» **WORK REQUEST**
Your output should consist solely of the lines from the one with "flesh in the image above." through the end of the records, reproduced exactly, both ends included.
##########
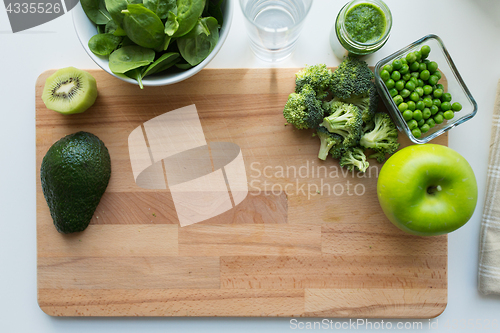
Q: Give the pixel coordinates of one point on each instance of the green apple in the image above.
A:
(427, 190)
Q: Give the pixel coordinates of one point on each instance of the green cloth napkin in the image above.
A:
(489, 253)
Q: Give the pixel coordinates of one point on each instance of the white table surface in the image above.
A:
(469, 28)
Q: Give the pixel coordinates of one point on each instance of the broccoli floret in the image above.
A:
(384, 136)
(367, 102)
(344, 120)
(328, 140)
(303, 109)
(354, 158)
(368, 126)
(317, 76)
(352, 78)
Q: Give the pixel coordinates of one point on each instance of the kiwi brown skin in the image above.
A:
(69, 90)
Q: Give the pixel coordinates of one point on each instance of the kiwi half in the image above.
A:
(69, 90)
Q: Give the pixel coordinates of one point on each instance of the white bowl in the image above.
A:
(85, 29)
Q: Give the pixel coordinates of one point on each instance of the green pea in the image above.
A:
(416, 133)
(419, 91)
(428, 102)
(445, 106)
(430, 122)
(425, 50)
(414, 67)
(398, 99)
(417, 115)
(408, 115)
(438, 93)
(396, 75)
(446, 97)
(404, 69)
(427, 90)
(411, 105)
(405, 93)
(418, 55)
(412, 124)
(434, 109)
(432, 67)
(438, 119)
(396, 64)
(456, 106)
(448, 114)
(425, 75)
(414, 96)
(426, 113)
(433, 79)
(390, 83)
(411, 57)
(385, 75)
(410, 85)
(399, 85)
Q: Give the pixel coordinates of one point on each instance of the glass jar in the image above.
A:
(342, 41)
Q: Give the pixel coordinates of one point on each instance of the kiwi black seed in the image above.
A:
(69, 90)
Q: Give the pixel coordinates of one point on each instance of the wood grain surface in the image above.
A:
(309, 240)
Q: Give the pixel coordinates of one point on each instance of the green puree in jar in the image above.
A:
(365, 23)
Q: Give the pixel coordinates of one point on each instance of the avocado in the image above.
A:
(74, 174)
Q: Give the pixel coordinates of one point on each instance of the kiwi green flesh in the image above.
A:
(69, 90)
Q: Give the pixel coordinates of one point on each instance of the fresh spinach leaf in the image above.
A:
##########
» **EXERCISE OUTPUT**
Q: Give the pixel coordinates of one point on each instance of the kiwi green flesh in the image above.
A:
(69, 90)
Q: Give the pixel coordinates of one point on each instance of the fresh spinach leaf in the image above.
A:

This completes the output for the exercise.